Could you write out the listing below word for word, leaving out the pictures?

> EXERCISE DATA
* begin *
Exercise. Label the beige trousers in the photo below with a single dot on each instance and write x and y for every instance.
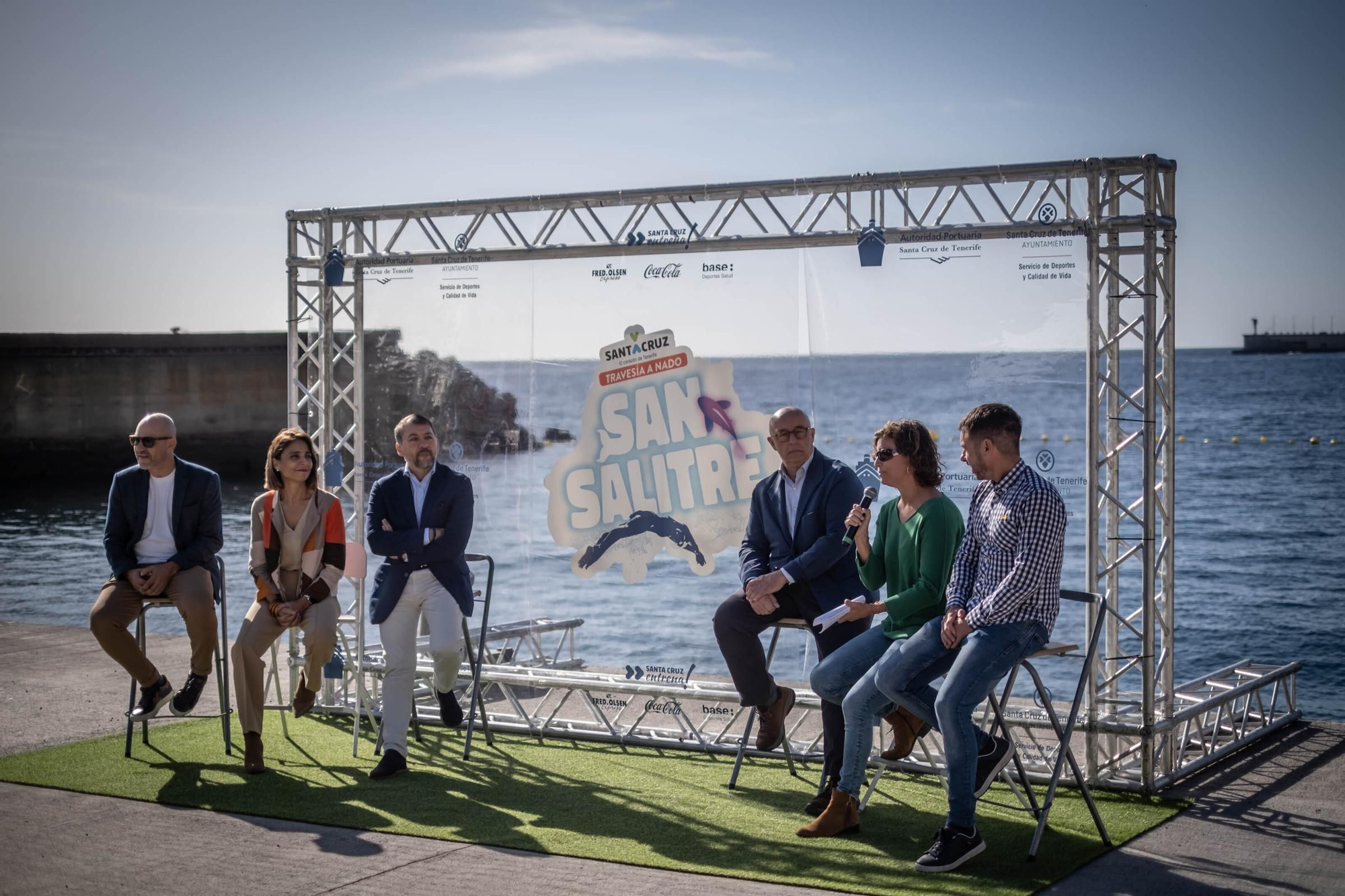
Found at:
(423, 600)
(119, 604)
(259, 633)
* end *
> WRITTEN RESPONSE
Exercise. Label the beige trousers in the photo below with a single dot on each instance and write x and y for every instance.
Found at:
(423, 600)
(119, 604)
(259, 633)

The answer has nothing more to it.